• INPUT
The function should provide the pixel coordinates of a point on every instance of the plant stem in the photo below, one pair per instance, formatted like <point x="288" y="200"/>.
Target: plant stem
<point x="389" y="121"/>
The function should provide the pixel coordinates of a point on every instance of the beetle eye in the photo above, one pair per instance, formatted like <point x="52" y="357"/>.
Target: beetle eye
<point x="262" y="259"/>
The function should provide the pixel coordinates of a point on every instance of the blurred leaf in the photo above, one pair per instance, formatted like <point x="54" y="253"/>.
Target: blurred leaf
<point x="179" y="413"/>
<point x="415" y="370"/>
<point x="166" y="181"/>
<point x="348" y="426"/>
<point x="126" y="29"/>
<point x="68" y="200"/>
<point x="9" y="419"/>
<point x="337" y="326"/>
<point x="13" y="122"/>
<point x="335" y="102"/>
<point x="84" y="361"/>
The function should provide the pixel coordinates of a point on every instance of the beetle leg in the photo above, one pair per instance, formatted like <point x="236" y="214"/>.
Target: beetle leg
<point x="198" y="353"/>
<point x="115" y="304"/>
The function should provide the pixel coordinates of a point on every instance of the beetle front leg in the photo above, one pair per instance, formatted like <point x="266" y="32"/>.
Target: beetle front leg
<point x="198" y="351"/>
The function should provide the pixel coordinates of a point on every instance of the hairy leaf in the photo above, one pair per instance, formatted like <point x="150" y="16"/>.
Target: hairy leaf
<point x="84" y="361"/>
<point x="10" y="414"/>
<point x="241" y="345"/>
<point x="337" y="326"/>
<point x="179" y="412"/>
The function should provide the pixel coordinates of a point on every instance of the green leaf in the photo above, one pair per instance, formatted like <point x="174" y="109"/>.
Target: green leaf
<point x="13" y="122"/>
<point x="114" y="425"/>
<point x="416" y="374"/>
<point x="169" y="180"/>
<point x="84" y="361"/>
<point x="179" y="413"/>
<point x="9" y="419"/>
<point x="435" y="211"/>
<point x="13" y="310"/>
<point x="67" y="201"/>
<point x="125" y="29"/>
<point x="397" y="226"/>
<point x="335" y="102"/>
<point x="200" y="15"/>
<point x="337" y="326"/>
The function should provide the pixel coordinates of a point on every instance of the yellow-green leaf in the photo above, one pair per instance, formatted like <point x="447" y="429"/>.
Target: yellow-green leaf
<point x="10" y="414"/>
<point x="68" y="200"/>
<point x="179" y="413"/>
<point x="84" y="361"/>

* * *

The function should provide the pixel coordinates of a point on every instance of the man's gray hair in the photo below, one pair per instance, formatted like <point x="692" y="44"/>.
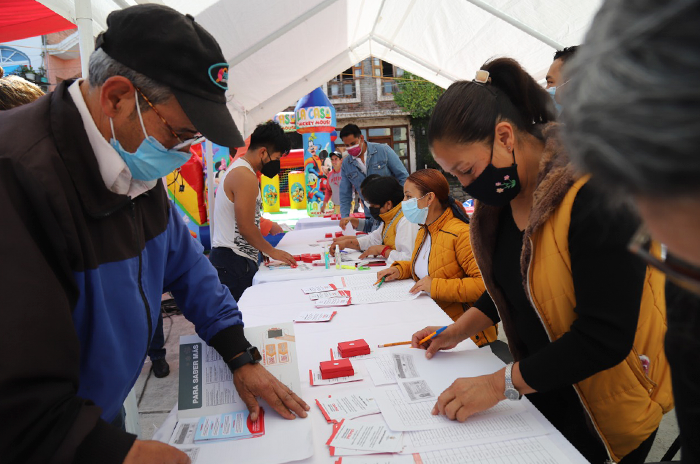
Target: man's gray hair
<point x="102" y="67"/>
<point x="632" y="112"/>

---

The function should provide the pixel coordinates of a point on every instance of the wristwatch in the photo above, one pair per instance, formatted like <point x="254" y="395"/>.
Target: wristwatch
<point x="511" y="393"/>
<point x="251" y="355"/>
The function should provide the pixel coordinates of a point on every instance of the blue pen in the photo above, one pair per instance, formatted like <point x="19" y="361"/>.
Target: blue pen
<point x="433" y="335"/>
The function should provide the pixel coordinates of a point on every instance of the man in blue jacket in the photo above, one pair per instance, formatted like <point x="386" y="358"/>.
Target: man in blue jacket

• DESCRIPTION OF THE TASK
Count the lines in the items above that contain the word "jacket", with case counting. Give only the number.

• WRITTEN REPLY
2